*未加工の記録*.
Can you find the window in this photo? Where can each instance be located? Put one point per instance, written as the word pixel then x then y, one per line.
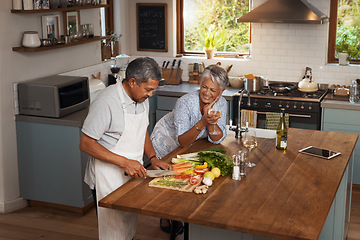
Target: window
pixel 198 20
pixel 344 23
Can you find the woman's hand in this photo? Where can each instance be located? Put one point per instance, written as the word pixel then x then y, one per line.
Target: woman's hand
pixel 209 118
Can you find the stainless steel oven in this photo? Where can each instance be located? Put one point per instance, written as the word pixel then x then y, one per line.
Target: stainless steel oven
pixel 303 108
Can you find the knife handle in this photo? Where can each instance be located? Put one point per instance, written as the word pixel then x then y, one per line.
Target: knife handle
pixel 173 65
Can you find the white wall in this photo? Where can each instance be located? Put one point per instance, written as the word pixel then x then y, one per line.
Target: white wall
pixel 15 67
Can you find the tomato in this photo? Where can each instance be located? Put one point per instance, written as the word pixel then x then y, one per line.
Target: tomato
pixel 201 171
pixel 182 176
pixel 195 179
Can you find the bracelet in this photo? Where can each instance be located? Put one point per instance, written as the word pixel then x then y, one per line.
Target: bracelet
pixel 152 157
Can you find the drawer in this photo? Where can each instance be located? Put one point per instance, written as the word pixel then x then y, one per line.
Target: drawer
pixel 166 103
pixel 346 117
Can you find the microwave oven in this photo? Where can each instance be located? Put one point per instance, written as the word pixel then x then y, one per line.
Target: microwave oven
pixel 53 96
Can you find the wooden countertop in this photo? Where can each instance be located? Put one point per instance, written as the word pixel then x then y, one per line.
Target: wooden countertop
pixel 286 196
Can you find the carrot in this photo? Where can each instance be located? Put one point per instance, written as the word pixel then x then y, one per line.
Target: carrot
pixel 185 165
pixel 178 164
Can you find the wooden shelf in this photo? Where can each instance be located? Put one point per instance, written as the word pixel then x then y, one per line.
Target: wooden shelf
pixel 73 43
pixel 60 9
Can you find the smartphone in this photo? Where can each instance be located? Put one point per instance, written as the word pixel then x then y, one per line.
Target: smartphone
pixel 319 152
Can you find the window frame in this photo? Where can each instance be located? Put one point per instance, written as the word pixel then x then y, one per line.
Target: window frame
pixel 180 49
pixel 332 34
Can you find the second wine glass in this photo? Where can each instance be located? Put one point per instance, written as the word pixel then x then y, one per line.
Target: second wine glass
pixel 249 141
pixel 215 110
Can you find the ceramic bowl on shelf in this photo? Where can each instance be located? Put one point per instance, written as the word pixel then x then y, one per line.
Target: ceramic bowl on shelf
pixel 31 39
pixel 237 82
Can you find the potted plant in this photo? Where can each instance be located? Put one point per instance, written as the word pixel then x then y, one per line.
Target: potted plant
pixel 347 49
pixel 210 45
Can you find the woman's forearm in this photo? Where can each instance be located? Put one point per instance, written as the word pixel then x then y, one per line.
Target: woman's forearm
pixel 190 136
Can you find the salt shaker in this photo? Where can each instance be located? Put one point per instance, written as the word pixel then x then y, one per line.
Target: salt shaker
pixel 242 163
pixel 354 92
pixel 236 167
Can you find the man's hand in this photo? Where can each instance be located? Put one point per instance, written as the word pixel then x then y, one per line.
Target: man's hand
pixel 134 169
pixel 158 164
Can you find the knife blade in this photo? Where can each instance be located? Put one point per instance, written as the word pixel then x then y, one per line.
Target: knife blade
pixel 159 173
pixel 172 69
pixel 178 70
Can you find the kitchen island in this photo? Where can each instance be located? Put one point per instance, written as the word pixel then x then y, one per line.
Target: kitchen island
pixel 286 196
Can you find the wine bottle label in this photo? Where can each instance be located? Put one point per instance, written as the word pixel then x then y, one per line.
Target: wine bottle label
pixel 283 141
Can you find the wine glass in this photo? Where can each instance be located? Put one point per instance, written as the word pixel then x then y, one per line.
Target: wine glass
pixel 249 141
pixel 215 111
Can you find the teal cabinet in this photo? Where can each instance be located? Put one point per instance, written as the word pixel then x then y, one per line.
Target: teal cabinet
pixel 51 165
pixel 347 121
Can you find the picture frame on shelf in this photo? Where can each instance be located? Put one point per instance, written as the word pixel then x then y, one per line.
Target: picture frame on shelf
pixel 71 23
pixel 50 26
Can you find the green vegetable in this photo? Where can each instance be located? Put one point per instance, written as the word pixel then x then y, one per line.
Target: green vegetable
pixel 178 160
pixel 170 183
pixel 217 159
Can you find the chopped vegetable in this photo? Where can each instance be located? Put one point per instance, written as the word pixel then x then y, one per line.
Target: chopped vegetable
pixel 183 166
pixel 195 179
pixel 170 183
pixel 201 171
pixel 217 159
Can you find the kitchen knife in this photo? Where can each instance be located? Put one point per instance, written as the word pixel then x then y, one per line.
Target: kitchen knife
pixel 178 70
pixel 172 69
pixel 159 173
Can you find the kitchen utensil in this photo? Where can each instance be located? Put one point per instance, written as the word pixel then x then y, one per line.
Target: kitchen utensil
pixel 252 85
pixel 307 84
pixel 31 39
pixel 228 68
pixel 17 4
pixel 281 87
pixel 159 173
pixel 172 68
pixel 178 69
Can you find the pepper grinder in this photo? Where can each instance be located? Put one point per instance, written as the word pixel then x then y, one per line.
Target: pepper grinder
pixel 236 167
pixel 242 163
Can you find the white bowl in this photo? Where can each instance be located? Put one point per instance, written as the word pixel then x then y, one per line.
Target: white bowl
pixel 237 82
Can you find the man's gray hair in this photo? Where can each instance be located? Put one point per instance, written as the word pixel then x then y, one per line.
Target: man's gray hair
pixel 142 69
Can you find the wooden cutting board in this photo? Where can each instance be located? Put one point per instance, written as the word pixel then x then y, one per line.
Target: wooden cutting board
pixel 183 188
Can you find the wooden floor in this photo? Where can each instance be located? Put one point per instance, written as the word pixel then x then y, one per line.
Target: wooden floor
pixel 35 223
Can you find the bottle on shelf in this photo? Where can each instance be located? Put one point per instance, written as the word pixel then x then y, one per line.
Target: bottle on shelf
pixel 281 132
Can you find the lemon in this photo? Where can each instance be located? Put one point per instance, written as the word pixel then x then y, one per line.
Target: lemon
pixel 216 172
pixel 210 175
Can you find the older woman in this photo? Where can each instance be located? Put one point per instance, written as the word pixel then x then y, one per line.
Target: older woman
pixel 190 119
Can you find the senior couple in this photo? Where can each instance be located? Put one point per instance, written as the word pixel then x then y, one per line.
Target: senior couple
pixel 115 135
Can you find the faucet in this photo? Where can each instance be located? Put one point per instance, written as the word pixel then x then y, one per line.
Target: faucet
pixel 238 129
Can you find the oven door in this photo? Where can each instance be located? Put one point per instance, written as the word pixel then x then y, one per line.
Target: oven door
pixel 305 115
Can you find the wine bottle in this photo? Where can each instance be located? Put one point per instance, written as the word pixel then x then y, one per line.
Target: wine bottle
pixel 281 132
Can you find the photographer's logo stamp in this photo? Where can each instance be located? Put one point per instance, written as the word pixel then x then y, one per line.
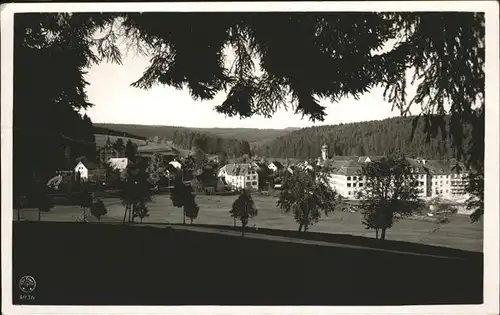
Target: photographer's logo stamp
pixel 27 284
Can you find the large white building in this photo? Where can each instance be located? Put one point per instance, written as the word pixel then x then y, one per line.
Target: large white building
pixel 240 176
pixel 435 178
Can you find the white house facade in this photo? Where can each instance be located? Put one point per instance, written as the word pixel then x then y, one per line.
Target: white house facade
pixel 435 178
pixel 240 176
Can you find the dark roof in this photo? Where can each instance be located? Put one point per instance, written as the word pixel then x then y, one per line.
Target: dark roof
pixel 238 169
pixel 278 164
pixel 88 164
pixel 437 167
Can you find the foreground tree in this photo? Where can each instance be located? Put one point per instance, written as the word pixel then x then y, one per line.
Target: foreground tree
pixel 119 146
pixel 243 209
pixel 191 209
pixel 390 189
pixel 181 195
pixel 98 209
pixel 136 192
pixel 338 53
pixel 85 200
pixel 475 188
pixel 130 151
pixel 307 194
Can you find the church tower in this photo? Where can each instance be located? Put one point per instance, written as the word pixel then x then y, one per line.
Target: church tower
pixel 324 152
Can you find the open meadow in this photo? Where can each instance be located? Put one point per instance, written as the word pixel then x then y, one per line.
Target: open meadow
pixel 214 210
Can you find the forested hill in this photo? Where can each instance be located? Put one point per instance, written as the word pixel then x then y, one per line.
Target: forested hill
pixel 389 136
pixel 185 138
pixel 254 136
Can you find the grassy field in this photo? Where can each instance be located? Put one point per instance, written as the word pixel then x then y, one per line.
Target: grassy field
pixel 214 210
pixel 100 140
pixel 106 264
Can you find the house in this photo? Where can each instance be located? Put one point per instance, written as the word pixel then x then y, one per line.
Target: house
pixel 86 169
pixel 176 164
pixel 107 152
pixel 239 176
pixel 118 163
pixel 276 166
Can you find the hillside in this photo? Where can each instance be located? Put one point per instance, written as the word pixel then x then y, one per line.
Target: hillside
pixel 115 132
pixel 253 136
pixel 388 136
pixel 100 140
pixel 185 138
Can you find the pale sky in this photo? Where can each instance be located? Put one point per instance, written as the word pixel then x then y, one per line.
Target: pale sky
pixel 117 102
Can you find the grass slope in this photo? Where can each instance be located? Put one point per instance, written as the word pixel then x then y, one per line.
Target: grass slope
pixel 100 140
pixel 105 264
pixel 254 136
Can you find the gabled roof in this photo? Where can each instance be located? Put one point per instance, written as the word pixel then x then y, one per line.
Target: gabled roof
pixel 349 168
pixel 437 167
pixel 118 163
pixel 278 164
pixel 238 169
pixel 88 164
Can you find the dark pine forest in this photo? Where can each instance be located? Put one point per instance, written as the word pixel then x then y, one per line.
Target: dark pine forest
pixel 391 136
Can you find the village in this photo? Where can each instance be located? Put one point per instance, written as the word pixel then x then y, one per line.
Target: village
pixel 436 178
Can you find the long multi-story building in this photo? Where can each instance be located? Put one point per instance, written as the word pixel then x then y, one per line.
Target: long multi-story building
pixel 240 176
pixel 435 178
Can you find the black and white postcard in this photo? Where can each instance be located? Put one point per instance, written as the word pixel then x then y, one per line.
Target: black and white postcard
pixel 250 157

*記述課題*. 「Can you find the senior」を含む行から「pixel 307 194」を含む行までの範囲を、「Target」を「Label」に置き換え、ほかは一切変えずに書き直しなさい。画像は答えに含めないこと。

*演習結果*.
Can you find the senior couple in this photo? Where can each instance be located? Put one point per instance, written as the word pixel then x then y, one per line.
Label: senior couple
pixel 115 135
Can you find the faucet in this photo? Where can each instance be located? Put one point per instance, written as the word pixel then x then y, one per line.
Label: faucet
pixel 238 129
Can you find the oven door in this photo? Where can each instance be located? Put one point per instance, written as the word pixel then x then y, one per line.
Label: oven door
pixel 305 115
Can you find the wine bottle in this photo? Where can each instance be located? Put one point per instance, written as the word pixel then x then y, one per line.
Label: wine bottle
pixel 281 132
Can you find the photographer's logo stamp in this photo? Where can each instance be located? Put one point per instance, written as the word pixel then x then y, one per line.
Label: photographer's logo stamp
pixel 27 284
Can you find the large white building in this photo? Where can each instance be located? Put one point per instance, written as the word pixel then x then y, one per line.
Label: large white building
pixel 240 176
pixel 435 178
Can you find the white house facade in this photo? Where can each instance be located? Put one point per instance, written as the word pixel then x then y, one per line.
Label: white house facade
pixel 435 178
pixel 240 176
Can you find the dark roof in this photo? Where can each instance be located? Put one point per instance, written as the word pixel then x then y, one per line.
Label: dark roof
pixel 238 169
pixel 278 164
pixel 88 164
pixel 437 167
Can you find the foreground tree in this photo? Where can each instance be located? Put one point per instance, written as the word pixel then x then y, one per line.
Label: foreground tree
pixel 119 146
pixel 243 209
pixel 191 209
pixel 390 189
pixel 181 195
pixel 98 209
pixel 136 192
pixel 338 53
pixel 85 200
pixel 475 188
pixel 130 151
pixel 307 194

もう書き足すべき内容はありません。